** What to do **
The records below need to be printed in full. Keep each one exact.

** Information given **
•••••

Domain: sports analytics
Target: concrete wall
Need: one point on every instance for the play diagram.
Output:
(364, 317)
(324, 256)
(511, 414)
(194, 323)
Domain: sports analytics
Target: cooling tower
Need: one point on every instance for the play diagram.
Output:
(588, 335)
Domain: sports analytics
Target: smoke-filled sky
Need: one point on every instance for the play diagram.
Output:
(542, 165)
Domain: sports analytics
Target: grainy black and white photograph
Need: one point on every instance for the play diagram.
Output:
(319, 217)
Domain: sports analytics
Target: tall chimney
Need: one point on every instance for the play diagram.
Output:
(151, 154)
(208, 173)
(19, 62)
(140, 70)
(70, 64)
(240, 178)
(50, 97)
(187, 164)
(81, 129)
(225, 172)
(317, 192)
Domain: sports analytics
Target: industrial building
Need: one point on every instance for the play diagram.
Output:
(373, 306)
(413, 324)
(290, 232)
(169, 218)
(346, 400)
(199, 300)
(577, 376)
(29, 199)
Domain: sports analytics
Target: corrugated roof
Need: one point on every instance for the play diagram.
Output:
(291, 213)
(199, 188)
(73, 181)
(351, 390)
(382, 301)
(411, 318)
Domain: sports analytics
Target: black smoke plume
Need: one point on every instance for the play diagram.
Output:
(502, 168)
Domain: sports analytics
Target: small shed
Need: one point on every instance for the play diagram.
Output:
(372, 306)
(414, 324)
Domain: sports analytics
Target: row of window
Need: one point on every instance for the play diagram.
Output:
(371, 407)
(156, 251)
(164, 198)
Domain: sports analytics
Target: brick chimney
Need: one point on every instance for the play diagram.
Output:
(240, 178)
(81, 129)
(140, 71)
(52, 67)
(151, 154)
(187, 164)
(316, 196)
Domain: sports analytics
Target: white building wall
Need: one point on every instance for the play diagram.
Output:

•••••

** Written response **
Domain: sports analytics
Target: concrete wall
Need: one point on every instance for the play diagram.
Output:
(364, 317)
(324, 256)
(511, 414)
(194, 323)
Domain: sports analytics
Target: cooling tower
Need: one point on every instance for the play diagram.
Output:
(588, 335)
Domain: sports analytics
Target: smoke-filled sky
Need: one point on every instance for the play diagram.
Output:
(542, 165)
Domain: sports analytics
Target: grainy black and white photograph
Need: one point on every instance for the play diagram.
Output:
(319, 217)
Domain: sports analytics
Target: tall chimney
Need: one point on every instance for the play diagram.
Output:
(151, 154)
(208, 173)
(19, 62)
(140, 70)
(70, 64)
(240, 178)
(50, 97)
(187, 164)
(81, 129)
(225, 172)
(317, 192)
Domain: sports analytics
Target: industrial building
Need: one point on every instance for the play diagram.
Output:
(373, 306)
(413, 324)
(290, 232)
(169, 218)
(346, 400)
(199, 300)
(577, 376)
(29, 199)
Domain: sports analytics
Target: corrugated roof
Need: one point on every instance for the play diagram.
Output:
(291, 213)
(199, 188)
(73, 181)
(351, 390)
(382, 301)
(411, 318)
Domain: sports analytics
Target: black smoke plume
Need: one point on every instance for the play diagram.
Output:
(502, 168)
Domain: sports analytics
Target: small shed
Need: one point on every instance for the play diagram.
Output:
(372, 306)
(414, 324)
Domain: sports analytics
Target: row of window
Need: one point on every instance for the play diagram.
Output:
(371, 407)
(156, 251)
(164, 198)
Domain: sports analytics
Target: brick chimney
Need: one point on every instance for the play diagram.
Output:
(240, 178)
(81, 129)
(140, 71)
(52, 67)
(151, 154)
(187, 164)
(316, 196)
Domain: sports analytics
Target: white building wall
Need: one point on every instance for the play diagram.
Output:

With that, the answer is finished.